WORK INSTRUCTIONS: Rewrite each of the records below as an item in a numbered list, skipping any blank lines.

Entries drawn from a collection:
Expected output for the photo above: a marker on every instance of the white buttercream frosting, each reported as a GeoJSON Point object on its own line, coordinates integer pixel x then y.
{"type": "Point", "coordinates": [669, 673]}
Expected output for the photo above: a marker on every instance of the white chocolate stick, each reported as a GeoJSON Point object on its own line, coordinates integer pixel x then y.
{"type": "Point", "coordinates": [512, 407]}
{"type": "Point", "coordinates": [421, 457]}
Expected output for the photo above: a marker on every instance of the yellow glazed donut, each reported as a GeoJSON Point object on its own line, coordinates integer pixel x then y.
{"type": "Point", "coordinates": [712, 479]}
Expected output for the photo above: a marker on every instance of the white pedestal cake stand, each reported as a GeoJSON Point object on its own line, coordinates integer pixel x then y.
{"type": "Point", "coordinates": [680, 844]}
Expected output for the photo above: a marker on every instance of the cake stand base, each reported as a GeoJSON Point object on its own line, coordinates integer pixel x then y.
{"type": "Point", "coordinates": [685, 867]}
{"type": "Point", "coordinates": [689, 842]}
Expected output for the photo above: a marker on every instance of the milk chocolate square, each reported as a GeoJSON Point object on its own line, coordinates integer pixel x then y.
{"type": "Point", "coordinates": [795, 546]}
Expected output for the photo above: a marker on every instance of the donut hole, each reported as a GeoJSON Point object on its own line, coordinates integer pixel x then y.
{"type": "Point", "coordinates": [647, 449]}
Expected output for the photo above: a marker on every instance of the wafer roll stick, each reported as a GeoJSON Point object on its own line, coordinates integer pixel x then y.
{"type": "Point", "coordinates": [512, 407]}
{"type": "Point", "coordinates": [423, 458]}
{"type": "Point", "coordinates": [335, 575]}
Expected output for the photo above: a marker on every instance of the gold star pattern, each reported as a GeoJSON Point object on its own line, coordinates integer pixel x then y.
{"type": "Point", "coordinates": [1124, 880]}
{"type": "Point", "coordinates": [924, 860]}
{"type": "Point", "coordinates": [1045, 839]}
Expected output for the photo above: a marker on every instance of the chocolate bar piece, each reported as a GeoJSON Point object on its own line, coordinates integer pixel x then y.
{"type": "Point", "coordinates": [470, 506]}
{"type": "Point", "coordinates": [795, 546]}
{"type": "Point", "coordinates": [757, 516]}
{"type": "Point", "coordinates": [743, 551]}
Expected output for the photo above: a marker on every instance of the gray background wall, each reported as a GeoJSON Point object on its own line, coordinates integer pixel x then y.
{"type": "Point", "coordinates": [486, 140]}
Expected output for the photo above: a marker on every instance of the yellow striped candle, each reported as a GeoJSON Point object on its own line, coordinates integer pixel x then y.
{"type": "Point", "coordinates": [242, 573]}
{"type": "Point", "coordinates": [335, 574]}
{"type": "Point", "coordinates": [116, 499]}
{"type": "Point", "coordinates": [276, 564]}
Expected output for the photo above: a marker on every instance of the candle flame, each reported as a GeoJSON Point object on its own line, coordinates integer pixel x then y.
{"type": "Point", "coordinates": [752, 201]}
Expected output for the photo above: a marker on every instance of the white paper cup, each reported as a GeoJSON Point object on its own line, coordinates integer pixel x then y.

SOLVED EXERCISE:
1. Expected output for the photo above: a marker on every instance of the white buttercream frosting, each reported as a GeoJSON Point object on its own line, coordinates integer pixel x then y.
2. {"type": "Point", "coordinates": [669, 673]}
3. Expected output for the photo above: a marker on every instance of the white chocolate stick, each reported as a GeoJSON Point object on its own line, coordinates integer pixel x then y.
4. {"type": "Point", "coordinates": [512, 407]}
5. {"type": "Point", "coordinates": [421, 457]}
6. Expected output for the photo above: a marker on every instance of the yellow glazed donut, each reported as a GeoJSON Point object on its own line, coordinates integer pixel x then y.
7. {"type": "Point", "coordinates": [712, 479]}
8. Expected output for the photo above: a marker on every instance of the white pedestal cake stand, each reported as a GeoJSON Point object on its own line, coordinates integer pixel x then y.
9. {"type": "Point", "coordinates": [680, 844]}
10. Expected output for the photo above: a marker on every instance of the cake stand base, each reported as a GeoJSON Point object on its own line, coordinates integer pixel x then y.
11. {"type": "Point", "coordinates": [685, 867]}
12. {"type": "Point", "coordinates": [689, 842]}
13. Expected output for the photo above: a marker on every instance of the milk chocolate square, each reported as a GeoJSON Point object on its own line, coordinates integer pixel x then y.
14. {"type": "Point", "coordinates": [795, 546]}
15. Expected output for the photo above: a marker on every instance of the donut hole, each reported as a GeoJSON Point object on its own line, coordinates integer pixel x then y.
16. {"type": "Point", "coordinates": [647, 449]}
17. Expected output for the photo above: a marker on every instance of the wafer roll stick, each reported as a GeoJSON Point object on its own line, coordinates integer pixel x then y.
18. {"type": "Point", "coordinates": [512, 407]}
19. {"type": "Point", "coordinates": [423, 458]}
20. {"type": "Point", "coordinates": [335, 575]}
21. Expected output for the photo above: a marker on every instance of the gold star pattern, each reported as a GeoJSON Point object on its own line, coordinates integer pixel x then y.
22. {"type": "Point", "coordinates": [1124, 880]}
23. {"type": "Point", "coordinates": [924, 860]}
24. {"type": "Point", "coordinates": [1045, 839]}
25. Expected output for the photo above: a marker on every instance of the chocolate bar piece, each reported as a GeoJSON Point object on its own line, coordinates integer pixel x then y.
26. {"type": "Point", "coordinates": [470, 506]}
27. {"type": "Point", "coordinates": [795, 546]}
28. {"type": "Point", "coordinates": [757, 516]}
29. {"type": "Point", "coordinates": [743, 551]}
30. Expected output for the photo above: a marker on every instance of the gray background wall, each reported as a GeoJSON Point object on its own line, coordinates integer pixel x then y.
31. {"type": "Point", "coordinates": [486, 140]}
32. Expected output for the photo above: a marker on every instance of the yellow striped candle, each reported as a GeoJSON Point object on its own line, coordinates integer pixel x then y.
33. {"type": "Point", "coordinates": [242, 573]}
34. {"type": "Point", "coordinates": [335, 574]}
35. {"type": "Point", "coordinates": [116, 499]}
36. {"type": "Point", "coordinates": [276, 564]}
37. Expected output for the photo above: a marker on every instance of the candle flame, each reported as a GeoJSON Point object on its own line, coordinates integer pixel x then y.
38. {"type": "Point", "coordinates": [752, 201]}
39. Expected output for the photo above: a marker on every instance of the white paper cup, each reported as a GeoJSON Point object on its own line, coordinates integer pixel x then y.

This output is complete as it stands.